- [Task goal]: Every line that contains the word "harvested" should be copied from the records below.

====== Data records ======

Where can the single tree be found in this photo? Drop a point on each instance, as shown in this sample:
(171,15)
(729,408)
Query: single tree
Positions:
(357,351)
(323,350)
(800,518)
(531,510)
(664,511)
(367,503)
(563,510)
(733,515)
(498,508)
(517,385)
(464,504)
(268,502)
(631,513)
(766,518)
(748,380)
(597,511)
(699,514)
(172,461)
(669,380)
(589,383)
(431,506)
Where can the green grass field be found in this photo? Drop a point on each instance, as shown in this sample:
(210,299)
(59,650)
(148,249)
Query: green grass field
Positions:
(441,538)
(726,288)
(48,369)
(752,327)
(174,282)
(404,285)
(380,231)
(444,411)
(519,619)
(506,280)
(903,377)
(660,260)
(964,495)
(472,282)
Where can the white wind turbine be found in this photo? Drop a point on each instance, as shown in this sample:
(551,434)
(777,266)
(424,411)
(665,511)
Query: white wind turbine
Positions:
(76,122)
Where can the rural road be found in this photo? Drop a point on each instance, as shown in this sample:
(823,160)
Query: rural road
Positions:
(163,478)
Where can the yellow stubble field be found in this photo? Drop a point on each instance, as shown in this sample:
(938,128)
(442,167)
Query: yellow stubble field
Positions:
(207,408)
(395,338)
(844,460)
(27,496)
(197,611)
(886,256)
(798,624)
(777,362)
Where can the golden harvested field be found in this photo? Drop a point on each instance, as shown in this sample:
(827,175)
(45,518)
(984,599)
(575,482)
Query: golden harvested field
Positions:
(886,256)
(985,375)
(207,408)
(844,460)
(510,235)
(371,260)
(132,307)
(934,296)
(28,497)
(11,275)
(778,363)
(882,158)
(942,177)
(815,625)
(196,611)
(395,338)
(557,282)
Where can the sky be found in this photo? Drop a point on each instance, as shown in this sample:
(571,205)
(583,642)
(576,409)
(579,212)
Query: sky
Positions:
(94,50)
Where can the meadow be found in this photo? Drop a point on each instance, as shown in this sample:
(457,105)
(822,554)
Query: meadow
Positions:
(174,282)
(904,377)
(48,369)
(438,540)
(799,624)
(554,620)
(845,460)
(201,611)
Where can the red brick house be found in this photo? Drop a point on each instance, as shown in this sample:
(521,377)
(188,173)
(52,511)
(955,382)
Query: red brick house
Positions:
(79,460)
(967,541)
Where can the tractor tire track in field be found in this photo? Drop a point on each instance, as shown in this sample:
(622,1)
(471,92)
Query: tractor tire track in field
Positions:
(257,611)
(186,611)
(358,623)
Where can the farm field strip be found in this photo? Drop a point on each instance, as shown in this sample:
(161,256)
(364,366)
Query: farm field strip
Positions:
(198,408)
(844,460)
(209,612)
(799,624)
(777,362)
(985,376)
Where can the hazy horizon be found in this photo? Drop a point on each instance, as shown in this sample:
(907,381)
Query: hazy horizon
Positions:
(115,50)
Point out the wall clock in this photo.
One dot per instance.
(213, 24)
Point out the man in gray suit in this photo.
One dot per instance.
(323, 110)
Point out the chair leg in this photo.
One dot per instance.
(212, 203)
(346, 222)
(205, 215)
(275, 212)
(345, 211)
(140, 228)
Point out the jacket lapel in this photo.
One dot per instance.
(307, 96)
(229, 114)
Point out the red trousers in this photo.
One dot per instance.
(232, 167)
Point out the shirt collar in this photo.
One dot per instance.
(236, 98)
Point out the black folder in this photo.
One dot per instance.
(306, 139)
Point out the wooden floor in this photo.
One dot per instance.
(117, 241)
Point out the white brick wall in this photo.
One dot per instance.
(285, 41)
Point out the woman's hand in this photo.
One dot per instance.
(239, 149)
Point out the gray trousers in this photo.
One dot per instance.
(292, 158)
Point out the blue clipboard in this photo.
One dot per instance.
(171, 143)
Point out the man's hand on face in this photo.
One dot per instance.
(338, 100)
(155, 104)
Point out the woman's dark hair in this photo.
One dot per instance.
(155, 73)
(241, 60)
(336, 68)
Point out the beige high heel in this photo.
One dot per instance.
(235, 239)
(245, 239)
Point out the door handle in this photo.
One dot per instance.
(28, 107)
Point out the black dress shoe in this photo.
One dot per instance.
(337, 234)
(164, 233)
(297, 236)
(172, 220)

======

- [Exercise result]:
Where can the golden harvested field be found in this photo? Drop a point on each instance, as shown in this sample:
Query: golden harvested field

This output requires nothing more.